## REQUEST 1
Quote the biography verbatim, starting at the words "Hasiholan attended Monash" and stopping after the words "(Forbidden Door; 2009).".

## SUPPLIED TEXT
***
Atiqah Hasiholan Alhady (born January 3, 1982) is an Indonesian-Arab actress and model.

Biography
Hasiholan was born on 3 January 1982 to Achmad Fahmy Alhady, an Arab-Indonesian businessman, and Ratna Sarumpaet, a Batak playwright. She has three elder siblings: Mohammad Iqbal Alhady, Fathom Saulina, and Ibrahim Alhady. As a child she wanted to be a lawyer.

Hasiholan attended Monash University in Melbourne, Australia, where she studied media and psychology. On her summer holiday, she acted in her mother's theatre troupe, Satu Merah Putih Panggung; her enjoyment of the activity convinced her to become an actress. She made her feature film debut in Nia Dinata's 2006 film Berbagi Suami (Love for Share). She then played in several further films, including Suster N (Nurse N; 2007), Cinta Setaman (Love Potpurri; 2008) – in which she played a prostitute – and Pintu Terlarang (Forbidden Door; 2009).
***
## REQUEST 2
Lay out the entries below as a numbered list, leaving out blank lines. Start at the line that contains "Reviewer check: every instance of the man's" and go through the end of the entries.

## Location identification entries
***
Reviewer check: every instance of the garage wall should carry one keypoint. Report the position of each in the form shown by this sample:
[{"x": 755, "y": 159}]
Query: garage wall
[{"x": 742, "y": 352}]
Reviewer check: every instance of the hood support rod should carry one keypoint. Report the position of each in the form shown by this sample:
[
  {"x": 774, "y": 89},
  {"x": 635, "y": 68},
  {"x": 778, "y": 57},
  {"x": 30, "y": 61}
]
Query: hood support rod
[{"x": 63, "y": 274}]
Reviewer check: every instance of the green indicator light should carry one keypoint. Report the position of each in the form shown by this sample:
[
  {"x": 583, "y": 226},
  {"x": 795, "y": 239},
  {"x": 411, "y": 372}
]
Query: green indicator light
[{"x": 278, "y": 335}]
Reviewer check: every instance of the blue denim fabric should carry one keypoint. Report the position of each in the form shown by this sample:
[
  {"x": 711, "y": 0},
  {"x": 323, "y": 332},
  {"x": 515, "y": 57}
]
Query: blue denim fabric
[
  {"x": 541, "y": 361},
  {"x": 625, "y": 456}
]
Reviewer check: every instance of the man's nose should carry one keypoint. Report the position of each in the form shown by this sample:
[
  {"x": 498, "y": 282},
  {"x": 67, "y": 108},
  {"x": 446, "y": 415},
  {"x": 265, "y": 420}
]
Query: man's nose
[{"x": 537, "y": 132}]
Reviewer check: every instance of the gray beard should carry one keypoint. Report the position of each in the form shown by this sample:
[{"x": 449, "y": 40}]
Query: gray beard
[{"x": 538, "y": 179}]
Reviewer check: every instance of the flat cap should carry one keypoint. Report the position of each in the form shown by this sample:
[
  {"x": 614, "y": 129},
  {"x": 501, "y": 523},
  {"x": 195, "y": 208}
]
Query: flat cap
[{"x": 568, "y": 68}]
***
## FINISHED ANSWER 1
Hasiholan attended Monash University in Melbourne, Australia, where she studied media and psychology. On her summer holiday, she acted in her mother's theatre troupe, Satu Merah Putih Panggung; her enjoyment of the activity convinced her to become an actress. She made her feature film debut in Nia Dinata's 2006 film Berbagi Suami (Love for Share). She then played in several further films, including Suster N (Nurse N; 2007), Cinta Setaman (Love Potpurri; 2008) – in which she played a prostitute – and Pintu Terlarang (Forbidden Door; 2009).

## FINISHED ANSWER 2
1. Reviewer check: every instance of the man's nose should carry one keypoint. Report the position of each in the form shown by this sample:
2. [
3.   {"x": 498, "y": 282},
4.   {"x": 67, "y": 108},
5.   {"x": 446, "y": 415},
6.   {"x": 265, "y": 420}
7. ]
8. Query: man's nose
9. [{"x": 537, "y": 132}]
10. Reviewer check: every instance of the gray beard should carry one keypoint. Report the position of each in the form shown by this sample:
11. [{"x": 449, "y": 40}]
12. Query: gray beard
13. [{"x": 538, "y": 179}]
14. Reviewer check: every instance of the flat cap should carry one keypoint. Report the position of each in the form shown by this sample:
15. [
16.   {"x": 614, "y": 129},
17.   {"x": 501, "y": 523},
18.   {"x": 195, "y": 208}
19. ]
20. Query: flat cap
21. [{"x": 568, "y": 68}]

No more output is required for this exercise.